» **YOUR GOAL**: Quote all of the following data word for word.

· · · ·

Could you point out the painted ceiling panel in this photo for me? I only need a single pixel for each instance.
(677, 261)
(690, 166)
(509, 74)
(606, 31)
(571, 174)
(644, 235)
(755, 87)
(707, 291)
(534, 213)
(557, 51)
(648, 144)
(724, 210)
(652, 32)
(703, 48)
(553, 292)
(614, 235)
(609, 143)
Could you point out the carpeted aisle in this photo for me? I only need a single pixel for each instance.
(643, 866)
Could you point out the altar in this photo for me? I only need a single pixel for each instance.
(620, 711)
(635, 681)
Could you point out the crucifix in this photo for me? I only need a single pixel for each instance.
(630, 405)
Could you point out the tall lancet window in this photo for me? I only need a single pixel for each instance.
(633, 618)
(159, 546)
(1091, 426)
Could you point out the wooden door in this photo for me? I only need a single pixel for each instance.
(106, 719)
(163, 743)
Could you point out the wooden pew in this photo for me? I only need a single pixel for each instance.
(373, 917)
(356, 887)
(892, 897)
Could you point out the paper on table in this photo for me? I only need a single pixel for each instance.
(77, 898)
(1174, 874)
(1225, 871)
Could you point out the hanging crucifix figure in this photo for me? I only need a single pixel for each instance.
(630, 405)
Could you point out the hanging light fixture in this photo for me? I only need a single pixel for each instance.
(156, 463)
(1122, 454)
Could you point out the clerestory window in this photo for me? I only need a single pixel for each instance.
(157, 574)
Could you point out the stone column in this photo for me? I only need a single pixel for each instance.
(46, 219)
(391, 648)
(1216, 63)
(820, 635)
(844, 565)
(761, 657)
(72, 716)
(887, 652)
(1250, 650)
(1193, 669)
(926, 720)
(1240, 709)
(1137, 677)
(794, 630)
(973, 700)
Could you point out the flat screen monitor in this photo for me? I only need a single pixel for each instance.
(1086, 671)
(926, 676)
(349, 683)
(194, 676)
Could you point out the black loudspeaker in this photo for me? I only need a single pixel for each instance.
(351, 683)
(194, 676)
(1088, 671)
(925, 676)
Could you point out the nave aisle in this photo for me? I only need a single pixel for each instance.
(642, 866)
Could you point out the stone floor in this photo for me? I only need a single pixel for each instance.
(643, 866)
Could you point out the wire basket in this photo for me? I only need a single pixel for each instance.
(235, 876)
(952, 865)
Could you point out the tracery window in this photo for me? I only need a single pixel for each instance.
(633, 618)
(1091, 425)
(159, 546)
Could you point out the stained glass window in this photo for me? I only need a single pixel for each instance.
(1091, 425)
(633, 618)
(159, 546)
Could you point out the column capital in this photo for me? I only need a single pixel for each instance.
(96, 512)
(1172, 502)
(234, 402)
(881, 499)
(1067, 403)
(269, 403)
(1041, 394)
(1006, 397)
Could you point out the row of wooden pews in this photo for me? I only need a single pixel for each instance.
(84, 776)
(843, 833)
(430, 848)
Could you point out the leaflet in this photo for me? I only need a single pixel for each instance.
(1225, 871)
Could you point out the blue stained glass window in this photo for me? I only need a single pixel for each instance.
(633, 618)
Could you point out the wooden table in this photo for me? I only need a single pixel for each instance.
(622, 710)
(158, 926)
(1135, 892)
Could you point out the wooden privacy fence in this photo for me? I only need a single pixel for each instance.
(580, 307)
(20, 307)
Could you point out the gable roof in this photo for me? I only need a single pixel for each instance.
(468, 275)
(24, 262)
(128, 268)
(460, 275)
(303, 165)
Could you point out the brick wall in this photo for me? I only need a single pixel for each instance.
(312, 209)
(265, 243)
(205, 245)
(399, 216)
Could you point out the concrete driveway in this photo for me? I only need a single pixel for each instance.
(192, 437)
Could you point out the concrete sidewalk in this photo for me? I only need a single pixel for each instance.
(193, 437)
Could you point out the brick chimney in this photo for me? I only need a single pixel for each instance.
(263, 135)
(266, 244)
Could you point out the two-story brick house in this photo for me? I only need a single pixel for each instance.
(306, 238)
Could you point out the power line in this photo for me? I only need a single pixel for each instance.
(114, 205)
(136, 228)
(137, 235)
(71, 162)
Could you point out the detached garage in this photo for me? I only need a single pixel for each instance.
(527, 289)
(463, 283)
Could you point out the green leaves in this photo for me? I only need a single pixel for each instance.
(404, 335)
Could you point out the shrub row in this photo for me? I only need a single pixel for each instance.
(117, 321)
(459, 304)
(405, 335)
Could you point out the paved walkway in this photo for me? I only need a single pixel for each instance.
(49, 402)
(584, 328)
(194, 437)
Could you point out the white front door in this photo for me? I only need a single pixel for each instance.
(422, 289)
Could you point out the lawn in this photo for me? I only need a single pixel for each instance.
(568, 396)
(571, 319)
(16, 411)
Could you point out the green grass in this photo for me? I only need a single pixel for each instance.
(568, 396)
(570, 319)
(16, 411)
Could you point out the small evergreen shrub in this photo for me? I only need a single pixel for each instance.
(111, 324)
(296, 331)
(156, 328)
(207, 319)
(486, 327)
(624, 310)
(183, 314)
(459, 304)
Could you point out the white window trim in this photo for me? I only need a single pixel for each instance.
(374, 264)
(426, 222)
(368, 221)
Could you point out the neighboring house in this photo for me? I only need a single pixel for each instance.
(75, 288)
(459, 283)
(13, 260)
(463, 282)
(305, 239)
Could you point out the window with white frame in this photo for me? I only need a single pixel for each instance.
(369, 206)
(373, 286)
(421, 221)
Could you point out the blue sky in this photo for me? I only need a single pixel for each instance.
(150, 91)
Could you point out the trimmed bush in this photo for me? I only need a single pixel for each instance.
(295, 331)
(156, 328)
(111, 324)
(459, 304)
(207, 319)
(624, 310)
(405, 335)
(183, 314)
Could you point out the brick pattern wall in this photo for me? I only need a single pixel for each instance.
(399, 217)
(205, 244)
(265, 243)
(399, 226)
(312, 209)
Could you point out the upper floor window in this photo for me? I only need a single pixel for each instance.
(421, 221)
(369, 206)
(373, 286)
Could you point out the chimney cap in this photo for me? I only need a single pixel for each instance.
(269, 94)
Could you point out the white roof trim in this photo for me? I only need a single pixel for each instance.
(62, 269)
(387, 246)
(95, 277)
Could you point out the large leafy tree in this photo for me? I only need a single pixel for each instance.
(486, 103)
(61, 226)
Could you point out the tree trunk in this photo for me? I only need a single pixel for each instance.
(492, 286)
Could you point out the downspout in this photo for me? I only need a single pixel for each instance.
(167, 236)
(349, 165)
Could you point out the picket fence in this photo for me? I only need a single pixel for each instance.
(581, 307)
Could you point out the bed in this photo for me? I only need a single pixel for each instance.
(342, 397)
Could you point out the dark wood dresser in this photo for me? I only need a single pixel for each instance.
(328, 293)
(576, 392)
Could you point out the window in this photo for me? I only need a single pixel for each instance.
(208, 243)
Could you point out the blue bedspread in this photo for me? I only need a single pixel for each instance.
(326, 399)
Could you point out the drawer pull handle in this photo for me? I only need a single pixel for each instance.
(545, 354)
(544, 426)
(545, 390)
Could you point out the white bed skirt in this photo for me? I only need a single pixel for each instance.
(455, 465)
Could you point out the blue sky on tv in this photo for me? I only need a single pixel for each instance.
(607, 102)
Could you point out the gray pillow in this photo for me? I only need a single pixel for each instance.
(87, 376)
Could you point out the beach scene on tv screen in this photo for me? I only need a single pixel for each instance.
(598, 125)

· · · ·

» **RESPONSE TO THIS TASK**:
Could you point out the painted ceiling panel in this photo for me? I only need a single pixel for each instance.
(677, 261)
(690, 166)
(509, 74)
(606, 31)
(571, 174)
(644, 235)
(755, 87)
(707, 291)
(534, 213)
(557, 51)
(648, 144)
(724, 210)
(652, 32)
(703, 48)
(553, 292)
(614, 235)
(609, 143)
Could you point out the carpeted aisle in this photo for me? I only need a single pixel for each instance.
(643, 866)
Could you point out the altar in this photo for me? I only need a single pixel for each instance.
(620, 711)
(635, 681)
Could you point out the crucifix in this photo for me? I only need a single pixel for each instance.
(630, 405)
Could you point out the tall lancet window in this photo for me? I only need a single pixel for each instance.
(633, 618)
(159, 546)
(1091, 426)
Could you point out the wooden door in this photo for me? I only need a single pixel for each instance.
(106, 719)
(163, 743)
Could you point out the wooden pew in this photo for me? I only need a single pixel for each instance.
(373, 917)
(356, 887)
(892, 897)
Could you point out the paper on table in this photo for me? I only need a single pixel for each instance.
(77, 898)
(1174, 874)
(1225, 871)
Could you point out the hanging crucifix figure in this photo for me? I only need a single pixel for each instance.
(630, 405)
Could you point out the hanging light fixture in this photo for me? I only need a single pixel for each instance.
(156, 463)
(1122, 454)
Could you point out the clerestory window in this photo for me? I only need a single pixel for each instance.
(157, 574)
Could you point out the stone column in this photo for me? I only need a single pixel for each instance.
(46, 219)
(391, 648)
(1216, 63)
(820, 635)
(844, 565)
(761, 657)
(72, 716)
(887, 652)
(1250, 650)
(1193, 669)
(926, 720)
(1240, 709)
(1137, 677)
(794, 630)
(973, 700)
Could you point out the flat screen monitor in this photo for me? I only need a single pixel for each instance.
(1086, 671)
(926, 676)
(349, 683)
(194, 676)
Could you point out the black loudspeaker in this photo for me? I only need a single pixel for each instance.
(351, 683)
(194, 676)
(1088, 671)
(925, 676)
Could you point out the nave aisle in this photo for me? I only need a single pixel for each instance.
(642, 866)
Could you point out the stone floor in this photo for me? I only need a single pixel for each instance.
(643, 866)
Could you point out the wire basket in this photo for me? I only need a single pixel for each instance.
(235, 876)
(952, 865)
Could you point out the tracery window in this photo for me? I only need a single pixel for each instance.
(633, 618)
(1091, 425)
(159, 546)
Could you point out the stained glass window in this photo for me? I only need a single pixel for each instance.
(1091, 425)
(633, 618)
(159, 546)
Could you point out the column capital in this photo for me? I only need a single pixel for each instance.
(96, 512)
(1172, 502)
(234, 402)
(881, 499)
(1067, 403)
(269, 403)
(1041, 394)
(1006, 397)
Could you point out the row of wooden pews in this photo for me? I only need a single pixel for each instance.
(84, 776)
(843, 833)
(430, 848)
Could you point out the leaflet in this photo for me? I only need a single pixel for each instance.
(1225, 871)
Could you point out the blue stained glass window in this photo for me? I only need a single pixel for each instance.
(633, 618)
Could you point out the wooden table in this photo for me? I only need a single pixel for each instance.
(622, 710)
(158, 926)
(1135, 892)
Could you point out the wooden privacy fence in this photo for me? I only need a single pixel for each instance.
(580, 307)
(20, 307)
Could you point out the gable roof in this photo for me? I only need a single pixel for each instance.
(468, 275)
(24, 262)
(128, 268)
(460, 275)
(303, 165)
Could you point out the brick wall in this photo for me? I only need a single pixel for each instance.
(312, 209)
(265, 243)
(205, 245)
(399, 216)
Could you point out the concrete driveway in this photo for me? I only need a single pixel for each instance.
(192, 437)
Could you point out the concrete sidewalk in this photo for me? I only need a single pixel for each instance.
(193, 437)
Could you point out the brick chimney in this photo for me? I only need a single pixel for each instance.
(263, 135)
(266, 244)
Could you point out the two-story brick house in this photo for me? I only need a single pixel for each instance.
(306, 238)
Could you point out the power line in this photo for me? I only need a single pixel for each instance.
(114, 205)
(136, 228)
(137, 235)
(71, 162)
Could you point out the detached garage in this photo for me? I only need a single pixel for each instance.
(527, 289)
(463, 283)
Could you point out the green leaves in this photo for me? I only need a single pixel for each instance.
(404, 335)
Could you point out the shrub row in this photo for me? I only need a single pixel for each instance.
(117, 321)
(459, 304)
(405, 335)
Could you point out the paved walkway in this photo for me? I only need a single pixel for each instance.
(49, 402)
(584, 328)
(194, 437)
Could you point out the white front door in this photo for me? I only need a single pixel for each instance.
(422, 289)
Could you point out the lawn in this photo for me? I only need a single pixel for each instance.
(568, 396)
(571, 319)
(16, 411)
Could you point out the green grass in this photo for me? I only need a single pixel for each instance.
(568, 396)
(570, 319)
(16, 411)
Could you point out the small evergreen shrub in this photo for me? I only need a single pixel for each instance.
(111, 324)
(296, 331)
(156, 328)
(207, 319)
(486, 327)
(624, 310)
(183, 314)
(459, 304)
Could you point out the white window trim in this photo for me? I only need a single pixel for each instance.
(374, 264)
(426, 222)
(368, 221)
Could you point out the neighboring house in this photo for me? I only need a single pixel for each instance.
(75, 288)
(459, 283)
(13, 260)
(463, 282)
(305, 239)
Could you point out the window with white frame in this photo for me? I only need a single pixel for each instance.
(369, 206)
(373, 286)
(421, 221)
Could you point out the blue sky in this photo for me? I only need a single pixel for each instance.
(150, 91)
Could you point out the trimmed bush in this photo for me? I only need a single pixel for each instance.
(295, 331)
(156, 328)
(111, 324)
(459, 304)
(207, 319)
(624, 310)
(405, 335)
(183, 314)
Could you point out the brick pattern wall in this photo for me? I only need a single pixel for each instance.
(399, 217)
(205, 244)
(265, 243)
(399, 226)
(312, 209)
Could you point out the upper floor window in this photo for me? I only need a single pixel for each instance.
(421, 221)
(369, 206)
(373, 286)
Could you point out the chimney cap in this photo for me? I only need a single pixel for each instance.
(269, 94)
Could you point out the white roof trim in this photo for me? I only need a single pixel for each instance.
(62, 269)
(387, 246)
(95, 277)
Could you point out the large leafy tree in this photo for me? I only need a single pixel for each instance.
(486, 103)
(61, 226)
Could you point out the tree trunk in this photo for me? I only need a single pixel for each instance.
(492, 286)
Could you point out the downspout in this photo for me? I only need a single pixel for each instance.
(167, 236)
(349, 165)
Could you point out the picket fence in this photo for me? I only need a single pixel for each instance.
(581, 307)
Could you point out the bed in this photo for me? I only need a single pixel for each instance.
(342, 397)
Could you point out the dark wood dresser in this photo for me? I only need a single pixel for each instance.
(328, 293)
(576, 392)
Could you point out the window in this photo for me? I only need a single pixel for each instance.
(208, 243)
Could you point out the blue bedspread in this photo for me? I only need a single pixel for each instance.
(326, 399)
Could you point out the drawer pull handle in this photo for me? I only need a single pixel for each instance.
(545, 354)
(544, 426)
(545, 390)
Could you point out the white bed skirt in this photo for me? I only need a single pixel for each instance.
(455, 465)
Could you point out the blue sky on tv in this photo for me? I only need a single pixel for each instance.
(607, 102)
Could you point out the gray pillow in this photo for me? I only need a single pixel for each instance.
(87, 376)
Could you point out the beach scene on tv screen in this photo for me? I only need a single pixel for each instance.
(598, 125)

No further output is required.